• Excerpt provided
════════════════════
The slogan. This is a short, memorable statement that expresses the spirit of the brand, sometimes even in more concrete terms than the name and logo. “Nothing runs like a Deere” clearly communicates that John Deere’s vision is to deliver power and efficiency to farmers so they can keep rolling day and night. “Fresh, hot pizza delivered in 30 minutes or less, guaranteed” is credited with building Domino’s Pizza into a billion-dollar company.
Notice how both slogans hit a soft spot in the heart. “Nothing runs like a Deere” rings with success, which is something close to every farmer’s heart. “Fresh, hot pizza delivered in 30 minutes or less, guaranteed” is a welcome promise to a mother who just doesn’t feel like making dinner tonight.
Your brand spirit is communicated in many other ways, including “gateways,” the doors through which your customers transact business with you. These include your storefront, employees, outside reps, website, or catalogs. Gateways should be carefully designed to communicate your brand spirit and engage your customers in a positive brand experience.
Create value
In terms of sales, proper branding delivers on its promise every time. Customers will pay for brands that consistently keep their promises. Value is created by clarifying your vision, delivering your mission, nurturing your core values, and systemizing your business processes. People are attracted to your brand if your vision is compelling, if your mission meets their needs, and if they share your core values.
Whether the individuals are business partners, employees, customers, or vendors, there is synergy in the relationship. They get more of what they want. They get to help promote a cause they care about. They can accomplish more by joining forces with you than by working independently. Proper branding creates a deep level of trust, and trust oils the gears of business. It not only benefits the bottom line, but it also benefits the bottom of the heart.
Proper branding is a large task that may feel overwhelming, but like most things, it is a series of small steps. The important task is to discern the step in front of you. Take that step, and then worry about the next one.
These three books may be helpful in relation to branding. Each focuses on a different side of the Brand Triangle.
════════════════════
• Information provided
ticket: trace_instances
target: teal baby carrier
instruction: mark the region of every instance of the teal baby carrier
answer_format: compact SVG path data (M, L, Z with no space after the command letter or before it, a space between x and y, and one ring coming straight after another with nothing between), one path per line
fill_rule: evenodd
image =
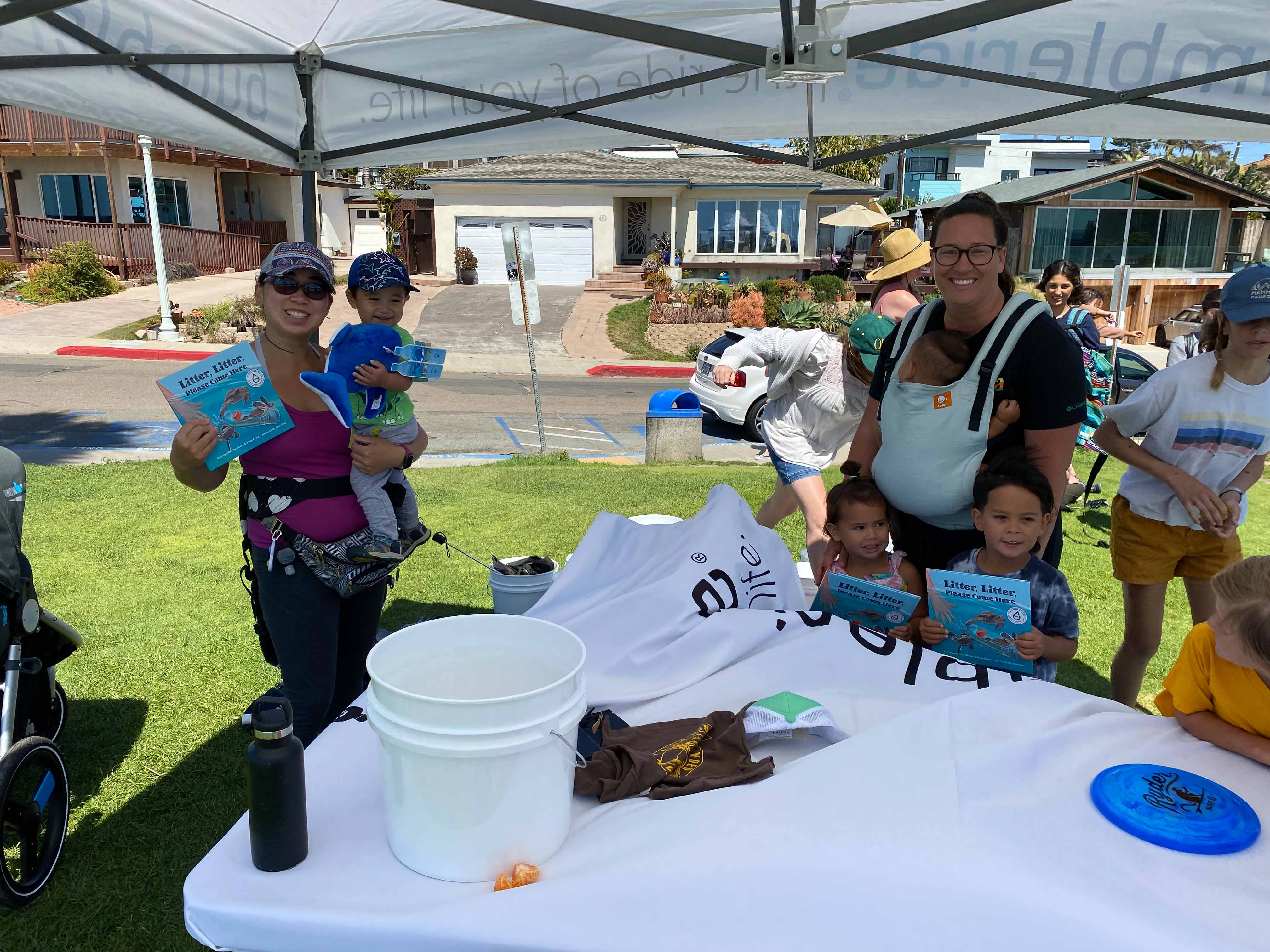
M942 387L895 380L895 368L926 331L931 315L942 316L944 307L939 300L909 311L892 355L879 368L881 447L872 477L897 509L944 529L973 529L974 477L988 448L996 381L1022 333L1050 311L1041 301L1015 294L961 380Z
M1101 453L1093 442L1093 430L1102 425L1102 407L1111 400L1111 362L1097 350L1085 347L1085 341L1077 333L1077 327L1085 322L1090 312L1081 307L1073 307L1067 312L1066 330L1076 343L1081 345L1081 355L1085 359L1085 423L1081 424L1081 435L1077 443L1096 453Z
════════════════════
• Task goal
In the branding excerpt, which slogan is credited with building Domino's Pizza into a billion-dollar company?

• Output below
"Fresh, hot pizza delivered in 30 minutes or less, guaranteed."